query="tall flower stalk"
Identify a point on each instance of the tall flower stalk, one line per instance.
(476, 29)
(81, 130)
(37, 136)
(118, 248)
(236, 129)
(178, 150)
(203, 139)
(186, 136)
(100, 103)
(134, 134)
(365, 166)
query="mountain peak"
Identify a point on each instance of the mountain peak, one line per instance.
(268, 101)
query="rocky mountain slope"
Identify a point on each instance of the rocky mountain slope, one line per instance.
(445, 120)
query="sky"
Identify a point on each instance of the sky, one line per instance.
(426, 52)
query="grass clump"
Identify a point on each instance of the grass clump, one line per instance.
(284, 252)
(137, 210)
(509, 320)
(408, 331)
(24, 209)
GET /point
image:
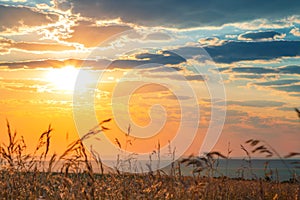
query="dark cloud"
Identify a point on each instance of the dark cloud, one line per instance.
(14, 17)
(254, 71)
(256, 103)
(177, 13)
(230, 52)
(239, 51)
(91, 35)
(260, 35)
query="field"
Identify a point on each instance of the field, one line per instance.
(29, 176)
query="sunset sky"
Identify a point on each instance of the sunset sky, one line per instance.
(252, 48)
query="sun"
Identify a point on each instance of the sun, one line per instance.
(63, 78)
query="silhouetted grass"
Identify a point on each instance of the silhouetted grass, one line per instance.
(31, 175)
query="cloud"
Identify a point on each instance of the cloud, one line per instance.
(257, 103)
(232, 51)
(12, 18)
(145, 60)
(100, 64)
(238, 51)
(250, 71)
(261, 35)
(289, 88)
(278, 82)
(290, 69)
(254, 70)
(295, 32)
(158, 36)
(177, 13)
(6, 45)
(90, 35)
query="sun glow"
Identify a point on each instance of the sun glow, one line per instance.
(63, 78)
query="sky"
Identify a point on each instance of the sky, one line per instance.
(192, 75)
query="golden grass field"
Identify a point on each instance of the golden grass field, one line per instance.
(26, 176)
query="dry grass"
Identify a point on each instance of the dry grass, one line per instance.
(29, 176)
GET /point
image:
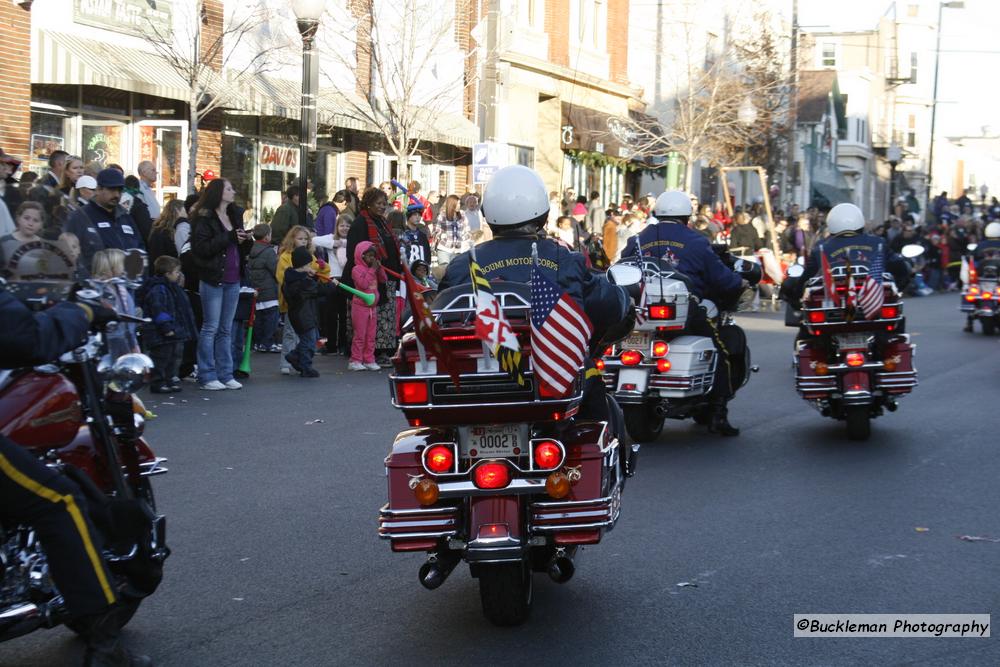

What you have to do – Gather every line of the items that contains the string "peak", treating uppercase and lowercase as distinct.

Reply –
query="mountain peak"
Identify a point on each instance of the mountain peak, one line per instance.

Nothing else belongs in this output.